(Short task 1):
Show each line of the Dataset records that contains the word "floor".

(Document segment):
============

Interview Script·45 min·11 questions

Understanding why motivated gym members cancel after surviving January's initial commitment phase

You're seeing people who made it past the typical New Year's resolution dropout period — they stuck with their gym membership through January when most people quit. Yet somehow these committed individuals still cancelled later in the year. The timing doesn't match the usual pattern of quick abandonment, and you need to understand what specific gaps between expectation and reality drove away people who initially showed real staying power.

Why standard questions fail here

Direct questions about 'why did you cancel' often get surface-level answers about time or money that miss the deeper expectation mismatches. This script works backward from the actual cancellation moment to reconstruct their membership timeline, anchoring in specific experiences and unmet expectations they discovered along the way. By walking through their journey chronologically, you'll uncover the precise gaps between what they thought gym membership would deliver versus their lived reality.

Sample Questions

Grounded in The Mom Test and Jobs-to-be-Done.

Q1 Can you tell me a bit about your fitness background before you joined the gym?
Why ask this?

Critical Incident Technique: establish baseline context before the experience being studied

Technique

Use active listening and avoid jumping to gym-specific topics too quickly. Let them set the scene naturally.

Follow-up Prompts
  • What were you doing for exercise before this gym?
  • What prompted you to consider a gym membership at that time?
Watch out for
  • Generic statements about 'wanting to be healthier' without specific context
Q2 Walk me through the moment you decided to sign up for this gym membership. What was happening in your life?
Why ask this?

Mom Test principle: focus on specific past events rather than general motivations

Technique

Listen for the triggering event or 'struggling moment' - probe for the specific day/week they made the decision

Follow-up Prompts
  • What day of the week was this? What had just happened?
  • Who else was involved in this decision?
  • What other options did you consider?
Watch out for
  • Vague resolutions like 'wanted to get fit' without specific context or timing
Q3 Before your first workout, what did you imagine a typical week would look like as a gym member?
Why ask this?

Jobs-to-be-Done: understand the 'job' they hired the gym to do in their life

Technique

Ask for specifics: days, times, activities, duration. Paint the picture of their expected routine.

Follow-up Prompts
  • How many days per week were you planning to go?
  • What time of day did you plan to work out?

============

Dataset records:
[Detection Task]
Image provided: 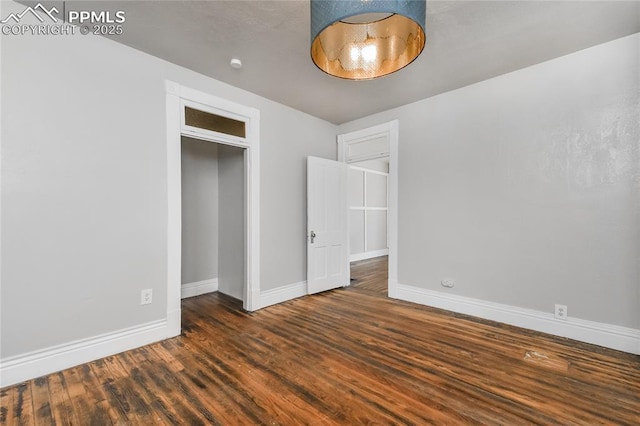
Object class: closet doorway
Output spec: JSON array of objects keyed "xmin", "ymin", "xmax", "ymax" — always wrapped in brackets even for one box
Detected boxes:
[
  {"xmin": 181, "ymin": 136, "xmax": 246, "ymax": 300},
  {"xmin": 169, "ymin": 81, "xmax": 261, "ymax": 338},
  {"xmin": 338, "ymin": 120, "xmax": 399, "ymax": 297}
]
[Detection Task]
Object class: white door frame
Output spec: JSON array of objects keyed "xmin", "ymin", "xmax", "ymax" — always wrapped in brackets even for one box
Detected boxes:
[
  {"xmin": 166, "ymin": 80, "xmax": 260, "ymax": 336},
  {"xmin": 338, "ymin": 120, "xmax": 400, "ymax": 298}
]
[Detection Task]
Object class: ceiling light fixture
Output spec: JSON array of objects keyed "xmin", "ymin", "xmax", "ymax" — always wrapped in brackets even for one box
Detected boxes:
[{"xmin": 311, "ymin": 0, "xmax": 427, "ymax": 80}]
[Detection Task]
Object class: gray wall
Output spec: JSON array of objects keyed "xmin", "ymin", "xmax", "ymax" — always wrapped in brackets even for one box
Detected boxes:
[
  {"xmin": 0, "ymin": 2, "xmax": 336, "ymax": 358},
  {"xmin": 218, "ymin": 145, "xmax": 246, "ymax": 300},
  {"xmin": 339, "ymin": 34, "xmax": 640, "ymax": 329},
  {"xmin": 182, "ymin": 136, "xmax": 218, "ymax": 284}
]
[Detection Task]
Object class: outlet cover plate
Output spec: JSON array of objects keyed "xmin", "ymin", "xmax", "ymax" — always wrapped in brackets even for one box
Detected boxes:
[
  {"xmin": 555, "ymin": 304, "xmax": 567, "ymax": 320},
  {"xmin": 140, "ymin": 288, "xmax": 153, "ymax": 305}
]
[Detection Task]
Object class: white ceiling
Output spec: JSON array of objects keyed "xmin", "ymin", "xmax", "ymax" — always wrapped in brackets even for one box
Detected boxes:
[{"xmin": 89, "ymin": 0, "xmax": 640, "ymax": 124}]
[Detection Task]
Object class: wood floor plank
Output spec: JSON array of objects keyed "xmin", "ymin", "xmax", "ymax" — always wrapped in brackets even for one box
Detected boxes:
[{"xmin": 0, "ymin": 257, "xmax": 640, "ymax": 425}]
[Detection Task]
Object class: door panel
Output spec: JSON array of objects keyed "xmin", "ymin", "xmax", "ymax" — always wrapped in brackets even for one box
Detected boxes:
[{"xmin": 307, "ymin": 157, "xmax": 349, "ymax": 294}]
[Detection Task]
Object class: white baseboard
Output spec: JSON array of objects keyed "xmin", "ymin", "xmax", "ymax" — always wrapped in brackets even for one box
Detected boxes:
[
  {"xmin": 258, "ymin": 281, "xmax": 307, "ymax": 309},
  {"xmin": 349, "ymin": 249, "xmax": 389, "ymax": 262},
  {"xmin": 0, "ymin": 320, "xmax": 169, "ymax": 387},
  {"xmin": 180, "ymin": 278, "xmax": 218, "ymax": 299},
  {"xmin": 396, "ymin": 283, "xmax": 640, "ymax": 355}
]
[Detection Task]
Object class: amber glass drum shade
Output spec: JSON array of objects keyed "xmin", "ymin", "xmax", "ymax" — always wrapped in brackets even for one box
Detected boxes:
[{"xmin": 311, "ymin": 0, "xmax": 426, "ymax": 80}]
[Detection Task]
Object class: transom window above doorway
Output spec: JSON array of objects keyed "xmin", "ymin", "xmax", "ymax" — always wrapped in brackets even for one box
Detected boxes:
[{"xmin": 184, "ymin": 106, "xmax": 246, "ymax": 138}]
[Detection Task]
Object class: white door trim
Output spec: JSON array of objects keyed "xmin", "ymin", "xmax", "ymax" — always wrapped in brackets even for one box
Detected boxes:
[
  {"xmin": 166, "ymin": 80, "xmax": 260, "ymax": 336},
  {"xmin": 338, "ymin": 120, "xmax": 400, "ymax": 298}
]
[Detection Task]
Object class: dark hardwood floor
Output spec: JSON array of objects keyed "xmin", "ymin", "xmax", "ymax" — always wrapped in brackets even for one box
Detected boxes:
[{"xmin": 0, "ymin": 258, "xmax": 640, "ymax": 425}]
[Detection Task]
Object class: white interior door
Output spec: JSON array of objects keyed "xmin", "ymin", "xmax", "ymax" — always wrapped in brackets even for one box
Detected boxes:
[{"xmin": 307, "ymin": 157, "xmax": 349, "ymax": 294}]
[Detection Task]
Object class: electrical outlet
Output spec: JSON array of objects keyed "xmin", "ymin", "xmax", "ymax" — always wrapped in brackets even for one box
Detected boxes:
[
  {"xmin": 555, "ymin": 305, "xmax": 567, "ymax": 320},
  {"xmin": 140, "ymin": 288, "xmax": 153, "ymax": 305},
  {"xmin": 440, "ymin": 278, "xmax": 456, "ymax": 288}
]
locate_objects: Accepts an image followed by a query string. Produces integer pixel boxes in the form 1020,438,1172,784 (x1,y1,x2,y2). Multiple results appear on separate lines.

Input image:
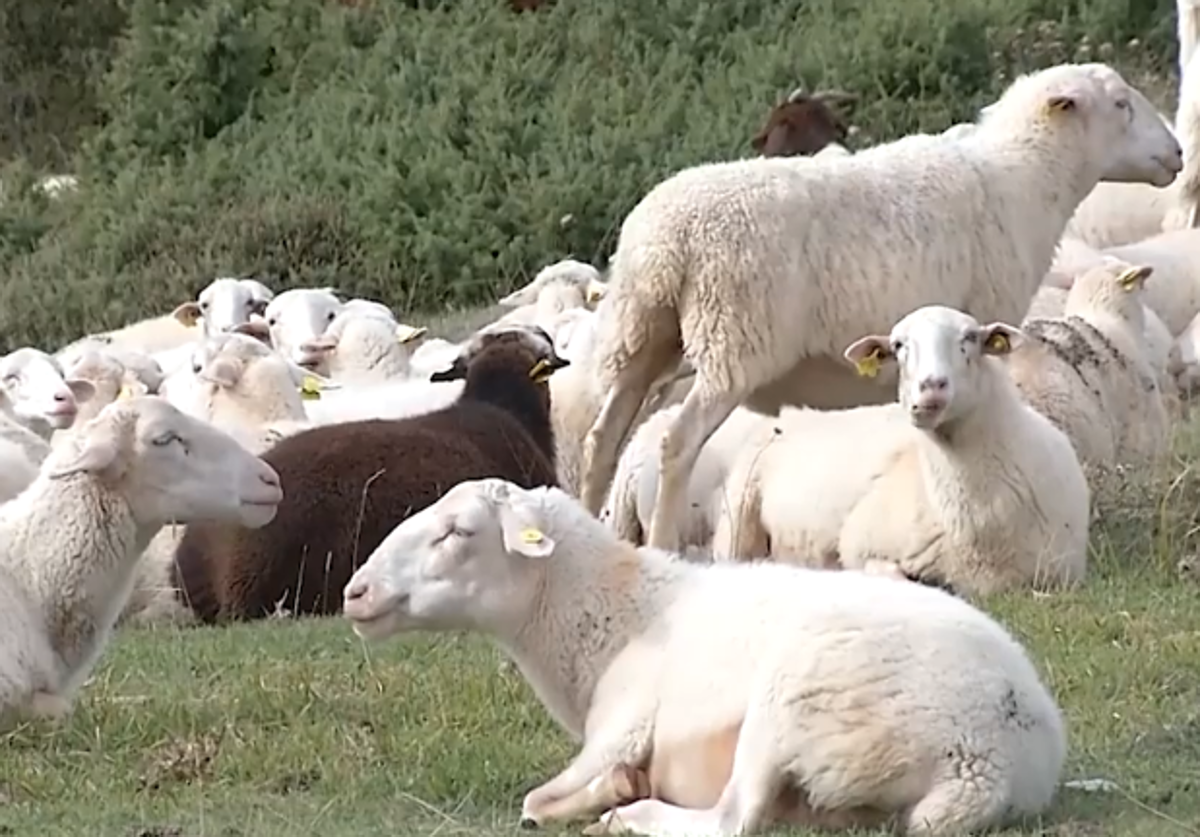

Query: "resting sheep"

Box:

============

(Short task 2):
Answer these questions about the interview script:
(a) How long is the interview, and how many questions does it have?
(b) Which two approaches are the sample questions grounded in?
(c) Which technique is given as the reason for asking Q1?

(Reply 1):
Object class: wood floor plank
Object class: dark hardwood floor

(Reply 2):
(a) 45 minutes, 11 questions.
(b) The Mom Test and Jobs-to-be-Done.
(c) Critical Incident Technique.